§ **PASSAGE TO READ**:
Durable Execution for Agents

Durable execution is an infrastructure pattern that guarantees agent workflows complete correctly despite crashes, network failures, or long pauses.¹⁾²⁾³⁾ By persisting state at each step and enabling deterministic recovery, durable execution transforms fragile agent demos into production-ready systems that can run for hours, days, or weeks without losing progress. This framework enables long-running agents to maintain state across sessions through persistent workspaces, file-as-bus patterns, and resumable execution, supporting sub-agents, session hygiene, thread branching, and checkpoint/snapshot capabilities.⁴⁾ Durable agents are long-running systems capable of persistent execution, session management, and state preservation across task boundaries, maintaining workspace artifacts and enabling fork/resume snapshots for resumable computation.⁵⁾ Modern durable execution runtimes provide first-class support for pause/resume semantics, checkpointing, and replay, addressing deployment complexity through explicit intervention points and persistent state management for consequential actions.⁶⁾ Production infrastructure increasingly leverages subagent architectures and enterprise deployment patterns with streaming output capabilities, enabling agents-as-tools for sophisticated multi-agent systems.⁷⁾

graph TD A[Agent Runs Step] --> B[Checkpoint State] B --> C{Crash?} C -->|No| D[Next Step] C -->|Yes| E[Resume from Checkpoint] E --> D D --> F{More Steps?} F -->|Yes| A F -->|No| G[Workflow Complete]

Overview

Traditional LLM interactions are stateless request-response cycles. Production AI agents, however, execute multi-step workflows that span extended time periods, invoke external tools with side effects, and may pause for human approval. Without durability, a crash at step 9 of a 10-step workflow means restarting from scratch — wasting tokens, compute, and potentially causing duplicate side effects.

Durable execution crossed into the early majority in late 2025, driven by AI agent infrastructure needs. AWS released Durable Functions, Cloudflare shipped Workflows in GA, and Vercel launched its Workflow DevKit. Temporal raised $300M at a $5B valuation in February 2026, with 1.86 trillion lifetime actions from AI-native companies alone.⁸⁾ As a runtime feature, durable execution enables checkpointing, replay, and resumption of agent plans across service restarts or interruptions, with platforms like Cloudflare's Dynamic Workflows and LangChain's primitives making this a first-class feature for production agent deployment.⁹⁾ Emerging infrastructure solutions including Mistral Workflows support enterprise deployment patterns with fault tolerance and observability as core features.¹⁰⁾

Core Patterns

Checkpointing

Agents periodically save intermediate state to durable storage after each meaningful step. On failure, the system resumes from the last checkpoint rather than restarting. Two dominant mechanisms exist:

Journal-based replay — records each completed step as an event; on crash, replays the journal to reconstruct state without re-executing completed steps
Database checkpointing — persists full state snapshots after each node in the workflow graph

Durable execution pattern with checkpointing
class DurableAgent:
    def __init__(self, agent, state_store):
        self.agent = agent
        self.store = state_store
 
    def execute_task(self, task_id, steps):
        # Resume from last checkpoint if available
        state = self.store.load(task_id) or {"completed": [], "results": {}}
 
        for step in steps:
            if step.id in state["completed"]:
                continue  # Already completed, skip on replay
 
            result = self._execute_with_retry(step, state)

§ **DATASET CONTENT**:
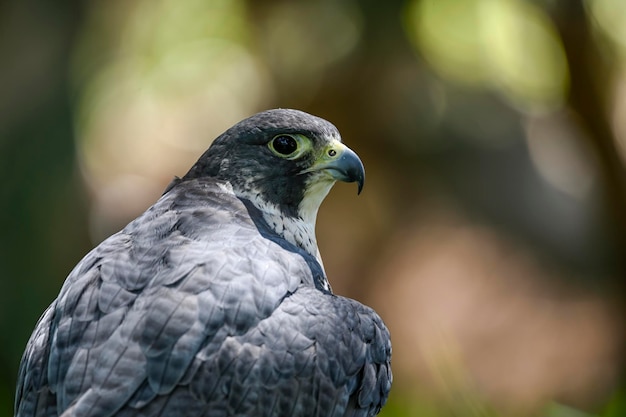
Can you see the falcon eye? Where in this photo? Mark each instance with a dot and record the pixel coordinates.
(285, 146)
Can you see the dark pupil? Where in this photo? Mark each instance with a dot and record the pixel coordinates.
(285, 145)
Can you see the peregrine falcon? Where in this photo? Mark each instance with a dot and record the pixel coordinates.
(215, 302)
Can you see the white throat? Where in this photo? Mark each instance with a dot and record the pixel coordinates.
(300, 230)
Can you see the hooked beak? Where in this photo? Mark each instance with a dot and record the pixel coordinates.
(341, 163)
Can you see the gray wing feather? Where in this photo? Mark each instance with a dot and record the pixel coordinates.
(192, 310)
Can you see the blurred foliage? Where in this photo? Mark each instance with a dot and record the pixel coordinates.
(492, 229)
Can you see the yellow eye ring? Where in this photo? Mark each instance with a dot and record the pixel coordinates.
(288, 146)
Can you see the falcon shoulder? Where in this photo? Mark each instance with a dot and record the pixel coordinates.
(152, 322)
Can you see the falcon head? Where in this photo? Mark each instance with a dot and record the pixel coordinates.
(284, 162)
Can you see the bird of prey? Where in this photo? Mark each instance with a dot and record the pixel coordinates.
(215, 302)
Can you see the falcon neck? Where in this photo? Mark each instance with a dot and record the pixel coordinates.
(296, 230)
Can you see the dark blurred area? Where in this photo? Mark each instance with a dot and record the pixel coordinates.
(491, 232)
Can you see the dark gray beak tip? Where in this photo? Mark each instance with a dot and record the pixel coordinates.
(354, 169)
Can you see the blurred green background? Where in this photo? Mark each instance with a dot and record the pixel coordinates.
(491, 233)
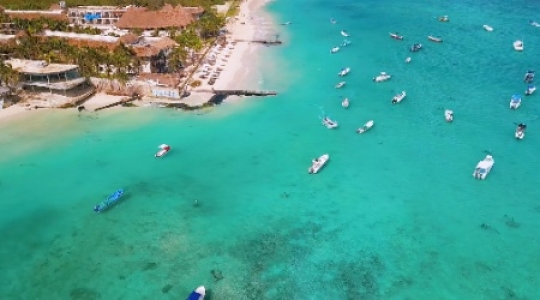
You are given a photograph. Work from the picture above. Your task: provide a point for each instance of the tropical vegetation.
(100, 60)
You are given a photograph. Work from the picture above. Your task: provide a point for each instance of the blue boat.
(111, 200)
(197, 294)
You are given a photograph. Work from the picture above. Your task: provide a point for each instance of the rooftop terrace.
(38, 67)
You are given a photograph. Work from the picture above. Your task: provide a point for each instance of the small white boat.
(340, 85)
(382, 77)
(344, 71)
(366, 126)
(518, 45)
(483, 167)
(330, 124)
(515, 101)
(530, 89)
(449, 115)
(163, 149)
(197, 294)
(435, 39)
(397, 98)
(318, 163)
(520, 131)
(529, 77)
(345, 103)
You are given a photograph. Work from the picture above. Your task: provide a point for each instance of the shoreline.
(240, 69)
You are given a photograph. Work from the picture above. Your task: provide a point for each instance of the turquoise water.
(395, 214)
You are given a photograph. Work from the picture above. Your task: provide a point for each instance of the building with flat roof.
(62, 80)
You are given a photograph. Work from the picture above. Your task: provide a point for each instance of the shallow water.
(395, 214)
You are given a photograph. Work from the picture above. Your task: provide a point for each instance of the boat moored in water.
(329, 123)
(397, 98)
(529, 77)
(483, 167)
(518, 45)
(163, 149)
(436, 39)
(345, 103)
(365, 127)
(197, 294)
(382, 77)
(530, 89)
(515, 101)
(520, 131)
(449, 115)
(340, 85)
(396, 36)
(415, 47)
(110, 201)
(318, 163)
(344, 71)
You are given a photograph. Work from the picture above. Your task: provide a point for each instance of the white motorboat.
(520, 131)
(483, 167)
(382, 77)
(330, 124)
(366, 127)
(344, 71)
(345, 103)
(340, 85)
(449, 115)
(397, 98)
(515, 101)
(163, 149)
(197, 294)
(529, 77)
(396, 36)
(530, 89)
(415, 47)
(318, 163)
(518, 45)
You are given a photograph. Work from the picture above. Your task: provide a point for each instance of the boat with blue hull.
(197, 294)
(111, 200)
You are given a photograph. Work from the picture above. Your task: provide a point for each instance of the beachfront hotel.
(58, 84)
(95, 16)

§ **WORK REQUEST**:
In the article on durable execution for agents, at what valuation did Temporal raise $300M?

§ **EXERCISE RESULT**:
At a $5B valuation, in February 2026.